» ACTIVITY
Go through the lines of the material and tally those with the string "target"; reply with the number alone.

» DATA FOR ANALYSIS
Segment Open

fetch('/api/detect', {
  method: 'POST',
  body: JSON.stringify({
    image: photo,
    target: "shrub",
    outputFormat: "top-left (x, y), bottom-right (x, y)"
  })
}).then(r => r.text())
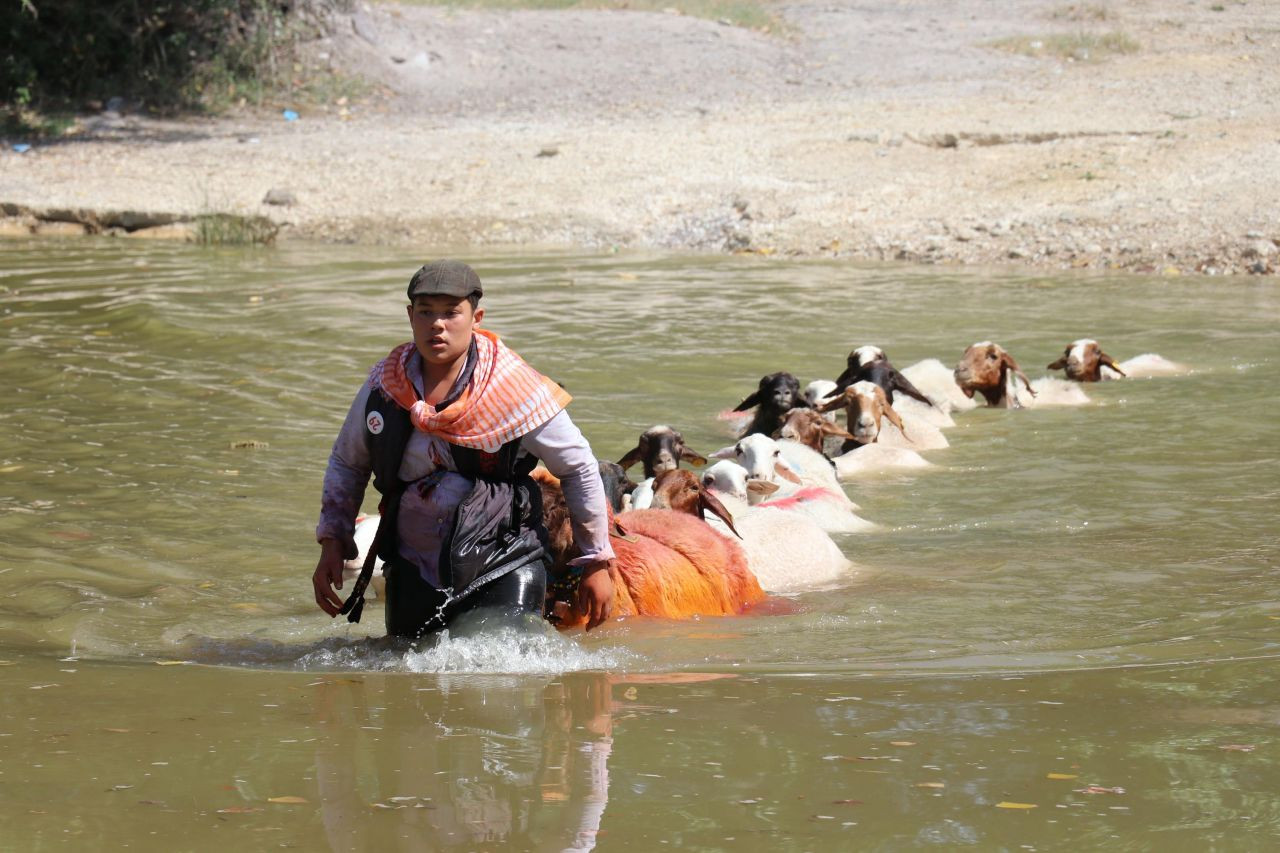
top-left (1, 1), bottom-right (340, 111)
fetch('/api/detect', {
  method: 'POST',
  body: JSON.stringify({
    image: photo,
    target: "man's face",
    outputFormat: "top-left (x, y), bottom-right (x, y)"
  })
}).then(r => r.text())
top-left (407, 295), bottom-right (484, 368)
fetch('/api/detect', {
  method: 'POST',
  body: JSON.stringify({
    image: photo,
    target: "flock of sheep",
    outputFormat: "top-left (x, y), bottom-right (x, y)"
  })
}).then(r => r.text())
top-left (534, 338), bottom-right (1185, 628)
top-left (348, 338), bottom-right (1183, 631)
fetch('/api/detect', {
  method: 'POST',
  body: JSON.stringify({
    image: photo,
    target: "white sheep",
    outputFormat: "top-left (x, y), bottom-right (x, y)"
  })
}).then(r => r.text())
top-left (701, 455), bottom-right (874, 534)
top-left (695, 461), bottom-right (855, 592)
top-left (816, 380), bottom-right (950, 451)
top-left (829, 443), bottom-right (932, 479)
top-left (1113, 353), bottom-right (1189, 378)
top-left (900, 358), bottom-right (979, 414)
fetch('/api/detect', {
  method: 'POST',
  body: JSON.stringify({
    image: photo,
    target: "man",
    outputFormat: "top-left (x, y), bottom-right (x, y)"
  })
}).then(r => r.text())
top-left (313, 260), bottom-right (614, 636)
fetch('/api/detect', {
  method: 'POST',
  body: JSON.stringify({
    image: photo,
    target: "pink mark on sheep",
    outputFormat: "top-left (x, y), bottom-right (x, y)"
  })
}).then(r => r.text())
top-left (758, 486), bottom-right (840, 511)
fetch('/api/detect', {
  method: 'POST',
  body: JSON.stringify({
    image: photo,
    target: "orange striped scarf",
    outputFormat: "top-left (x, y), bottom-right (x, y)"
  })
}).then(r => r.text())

Segment Closed

» EXPECTED ANSWER
7